──────── SUPPLIED RECORDS

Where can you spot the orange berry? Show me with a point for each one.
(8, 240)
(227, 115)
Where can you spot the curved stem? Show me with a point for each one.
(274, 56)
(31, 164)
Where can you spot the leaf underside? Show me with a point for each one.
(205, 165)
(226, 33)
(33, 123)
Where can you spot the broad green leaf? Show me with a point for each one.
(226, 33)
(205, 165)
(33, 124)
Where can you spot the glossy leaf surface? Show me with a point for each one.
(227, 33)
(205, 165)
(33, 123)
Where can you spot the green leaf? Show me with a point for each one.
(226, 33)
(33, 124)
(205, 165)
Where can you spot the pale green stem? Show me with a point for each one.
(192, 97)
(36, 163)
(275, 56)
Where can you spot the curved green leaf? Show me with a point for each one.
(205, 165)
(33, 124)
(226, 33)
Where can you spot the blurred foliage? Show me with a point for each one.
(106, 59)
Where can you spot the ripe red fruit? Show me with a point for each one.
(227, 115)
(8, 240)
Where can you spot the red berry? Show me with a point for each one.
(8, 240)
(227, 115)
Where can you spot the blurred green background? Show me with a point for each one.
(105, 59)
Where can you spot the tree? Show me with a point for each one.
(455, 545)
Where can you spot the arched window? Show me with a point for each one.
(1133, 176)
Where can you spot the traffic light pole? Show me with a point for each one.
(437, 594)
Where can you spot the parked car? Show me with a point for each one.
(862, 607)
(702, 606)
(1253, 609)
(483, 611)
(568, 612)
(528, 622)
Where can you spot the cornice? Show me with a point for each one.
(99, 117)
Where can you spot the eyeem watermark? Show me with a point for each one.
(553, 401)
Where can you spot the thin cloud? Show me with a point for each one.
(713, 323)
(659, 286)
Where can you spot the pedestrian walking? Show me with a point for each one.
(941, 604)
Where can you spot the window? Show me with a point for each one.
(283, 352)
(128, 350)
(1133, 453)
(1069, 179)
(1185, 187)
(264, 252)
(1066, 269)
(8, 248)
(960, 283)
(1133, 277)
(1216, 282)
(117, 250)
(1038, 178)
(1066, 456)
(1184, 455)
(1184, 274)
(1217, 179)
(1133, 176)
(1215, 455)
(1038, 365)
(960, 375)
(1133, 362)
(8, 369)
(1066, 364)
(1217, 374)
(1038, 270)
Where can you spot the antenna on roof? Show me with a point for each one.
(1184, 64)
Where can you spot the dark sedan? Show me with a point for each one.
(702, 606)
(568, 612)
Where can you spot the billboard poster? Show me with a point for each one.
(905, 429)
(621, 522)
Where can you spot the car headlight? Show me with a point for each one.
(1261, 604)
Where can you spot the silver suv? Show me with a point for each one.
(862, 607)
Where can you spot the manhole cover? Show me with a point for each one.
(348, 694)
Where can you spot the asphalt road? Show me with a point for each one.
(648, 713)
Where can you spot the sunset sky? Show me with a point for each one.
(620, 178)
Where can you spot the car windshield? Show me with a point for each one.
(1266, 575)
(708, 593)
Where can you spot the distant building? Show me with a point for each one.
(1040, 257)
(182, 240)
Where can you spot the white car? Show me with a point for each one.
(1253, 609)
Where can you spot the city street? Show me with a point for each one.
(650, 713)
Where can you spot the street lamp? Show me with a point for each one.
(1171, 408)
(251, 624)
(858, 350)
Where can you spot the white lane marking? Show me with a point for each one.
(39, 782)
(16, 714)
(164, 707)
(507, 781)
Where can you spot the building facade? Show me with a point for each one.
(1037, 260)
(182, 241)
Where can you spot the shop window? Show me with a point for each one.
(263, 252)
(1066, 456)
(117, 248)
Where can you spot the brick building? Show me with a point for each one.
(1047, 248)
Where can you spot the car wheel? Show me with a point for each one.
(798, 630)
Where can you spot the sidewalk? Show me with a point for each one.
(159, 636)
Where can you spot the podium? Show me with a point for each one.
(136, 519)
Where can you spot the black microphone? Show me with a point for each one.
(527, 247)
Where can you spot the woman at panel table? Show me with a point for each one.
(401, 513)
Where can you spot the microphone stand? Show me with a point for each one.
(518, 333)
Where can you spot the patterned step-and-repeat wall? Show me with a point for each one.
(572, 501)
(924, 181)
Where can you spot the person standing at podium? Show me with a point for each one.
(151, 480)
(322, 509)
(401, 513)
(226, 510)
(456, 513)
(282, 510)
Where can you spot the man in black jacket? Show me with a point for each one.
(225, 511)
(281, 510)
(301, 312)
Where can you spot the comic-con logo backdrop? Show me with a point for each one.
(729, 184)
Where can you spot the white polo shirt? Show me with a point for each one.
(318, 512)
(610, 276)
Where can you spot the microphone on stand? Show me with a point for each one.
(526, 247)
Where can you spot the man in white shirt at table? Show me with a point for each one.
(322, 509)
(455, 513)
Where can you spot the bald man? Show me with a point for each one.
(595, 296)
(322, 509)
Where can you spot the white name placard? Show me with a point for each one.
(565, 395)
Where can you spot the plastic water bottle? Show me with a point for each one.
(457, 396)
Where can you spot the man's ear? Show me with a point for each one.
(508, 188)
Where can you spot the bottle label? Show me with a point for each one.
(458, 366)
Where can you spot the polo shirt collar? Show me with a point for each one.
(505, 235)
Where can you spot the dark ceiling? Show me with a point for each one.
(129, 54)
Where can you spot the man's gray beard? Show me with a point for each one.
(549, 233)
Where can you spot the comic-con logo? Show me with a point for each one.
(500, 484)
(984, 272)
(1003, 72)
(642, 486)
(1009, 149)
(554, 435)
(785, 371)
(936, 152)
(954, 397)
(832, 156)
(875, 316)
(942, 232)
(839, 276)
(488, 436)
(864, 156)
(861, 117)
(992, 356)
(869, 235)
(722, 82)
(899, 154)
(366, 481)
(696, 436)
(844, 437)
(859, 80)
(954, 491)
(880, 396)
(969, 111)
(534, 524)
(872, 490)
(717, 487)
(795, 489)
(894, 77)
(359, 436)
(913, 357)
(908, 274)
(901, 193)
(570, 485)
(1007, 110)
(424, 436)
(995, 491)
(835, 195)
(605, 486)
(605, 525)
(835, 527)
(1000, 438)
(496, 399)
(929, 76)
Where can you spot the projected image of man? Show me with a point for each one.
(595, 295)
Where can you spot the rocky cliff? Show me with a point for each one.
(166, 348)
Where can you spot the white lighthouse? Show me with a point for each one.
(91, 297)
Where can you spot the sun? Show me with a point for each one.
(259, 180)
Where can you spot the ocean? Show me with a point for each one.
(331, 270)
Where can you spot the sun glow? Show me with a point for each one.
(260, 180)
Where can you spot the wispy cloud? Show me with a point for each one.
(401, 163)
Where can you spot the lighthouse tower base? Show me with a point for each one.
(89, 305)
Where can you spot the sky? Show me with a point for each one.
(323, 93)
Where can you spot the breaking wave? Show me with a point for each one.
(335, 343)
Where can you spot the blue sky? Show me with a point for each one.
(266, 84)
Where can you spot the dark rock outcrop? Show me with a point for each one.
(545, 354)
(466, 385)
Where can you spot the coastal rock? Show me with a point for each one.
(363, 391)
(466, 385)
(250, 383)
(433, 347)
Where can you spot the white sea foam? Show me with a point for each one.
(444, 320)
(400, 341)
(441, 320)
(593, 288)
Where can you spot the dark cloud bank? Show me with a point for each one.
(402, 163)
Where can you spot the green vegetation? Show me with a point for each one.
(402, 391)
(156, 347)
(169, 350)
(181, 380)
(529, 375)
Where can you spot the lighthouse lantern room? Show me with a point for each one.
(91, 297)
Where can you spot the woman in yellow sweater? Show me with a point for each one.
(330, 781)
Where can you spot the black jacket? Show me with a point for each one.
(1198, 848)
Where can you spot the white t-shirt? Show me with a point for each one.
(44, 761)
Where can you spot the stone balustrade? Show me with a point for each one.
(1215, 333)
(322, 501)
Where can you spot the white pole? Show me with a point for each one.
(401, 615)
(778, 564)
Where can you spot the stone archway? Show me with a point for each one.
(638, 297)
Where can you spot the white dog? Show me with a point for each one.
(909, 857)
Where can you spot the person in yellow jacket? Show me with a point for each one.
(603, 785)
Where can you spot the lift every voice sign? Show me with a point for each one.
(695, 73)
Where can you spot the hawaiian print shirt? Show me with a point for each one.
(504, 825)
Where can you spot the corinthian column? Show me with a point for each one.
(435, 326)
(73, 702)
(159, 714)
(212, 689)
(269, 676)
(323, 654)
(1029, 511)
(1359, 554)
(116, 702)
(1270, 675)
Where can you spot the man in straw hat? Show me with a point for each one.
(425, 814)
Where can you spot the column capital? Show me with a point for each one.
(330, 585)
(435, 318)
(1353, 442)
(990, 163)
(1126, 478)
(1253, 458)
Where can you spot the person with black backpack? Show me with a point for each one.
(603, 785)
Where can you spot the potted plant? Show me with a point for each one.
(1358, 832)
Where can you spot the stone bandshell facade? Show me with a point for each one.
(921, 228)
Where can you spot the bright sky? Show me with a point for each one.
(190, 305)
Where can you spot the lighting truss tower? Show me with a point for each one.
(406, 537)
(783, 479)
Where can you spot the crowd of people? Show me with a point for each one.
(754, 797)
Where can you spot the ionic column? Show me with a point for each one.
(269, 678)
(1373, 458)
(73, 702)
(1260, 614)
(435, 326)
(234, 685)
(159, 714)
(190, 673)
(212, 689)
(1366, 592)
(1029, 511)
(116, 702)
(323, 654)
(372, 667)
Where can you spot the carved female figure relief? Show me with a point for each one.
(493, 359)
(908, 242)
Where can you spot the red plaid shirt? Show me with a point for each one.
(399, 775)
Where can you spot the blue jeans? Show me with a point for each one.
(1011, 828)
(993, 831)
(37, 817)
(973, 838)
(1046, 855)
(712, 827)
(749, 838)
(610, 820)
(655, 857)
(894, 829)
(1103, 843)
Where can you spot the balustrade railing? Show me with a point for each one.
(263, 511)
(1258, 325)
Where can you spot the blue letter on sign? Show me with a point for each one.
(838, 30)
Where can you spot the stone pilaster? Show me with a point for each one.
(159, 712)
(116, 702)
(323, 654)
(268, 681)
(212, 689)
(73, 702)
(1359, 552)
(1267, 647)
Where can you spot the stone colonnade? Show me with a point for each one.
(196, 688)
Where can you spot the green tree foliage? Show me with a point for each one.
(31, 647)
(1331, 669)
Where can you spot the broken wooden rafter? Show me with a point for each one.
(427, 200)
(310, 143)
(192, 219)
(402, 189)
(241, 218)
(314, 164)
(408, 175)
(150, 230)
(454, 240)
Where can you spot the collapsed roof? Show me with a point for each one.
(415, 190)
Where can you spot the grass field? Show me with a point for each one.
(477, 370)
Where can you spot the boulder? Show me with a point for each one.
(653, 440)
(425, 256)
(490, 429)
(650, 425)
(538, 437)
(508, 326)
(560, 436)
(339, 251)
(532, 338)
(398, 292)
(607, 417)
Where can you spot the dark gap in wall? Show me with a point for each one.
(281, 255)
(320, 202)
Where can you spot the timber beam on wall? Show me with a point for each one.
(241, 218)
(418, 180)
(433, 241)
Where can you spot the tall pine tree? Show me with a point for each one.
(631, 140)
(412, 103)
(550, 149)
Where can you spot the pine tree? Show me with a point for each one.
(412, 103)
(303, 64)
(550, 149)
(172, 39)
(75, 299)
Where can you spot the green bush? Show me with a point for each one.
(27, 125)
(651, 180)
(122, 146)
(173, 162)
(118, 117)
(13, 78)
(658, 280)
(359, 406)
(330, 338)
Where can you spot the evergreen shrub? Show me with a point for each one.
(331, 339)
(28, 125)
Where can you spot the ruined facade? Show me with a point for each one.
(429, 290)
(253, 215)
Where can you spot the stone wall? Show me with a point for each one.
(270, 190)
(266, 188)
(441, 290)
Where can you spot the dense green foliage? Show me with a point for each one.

────────────────

**WRITTEN EXERCISE**
Please copy the stretch from the line containing "Where can you spot the ruined" through the end of the records, character for character.

**REPLY**
Where can you spot the ruined facade? Show me with a point for each one.
(429, 290)
(253, 215)
Where can you spot the stone wall? Show me with a point for each one.
(270, 190)
(266, 188)
(441, 290)
Where can you spot the dense green foliage? Show me with a point for each one.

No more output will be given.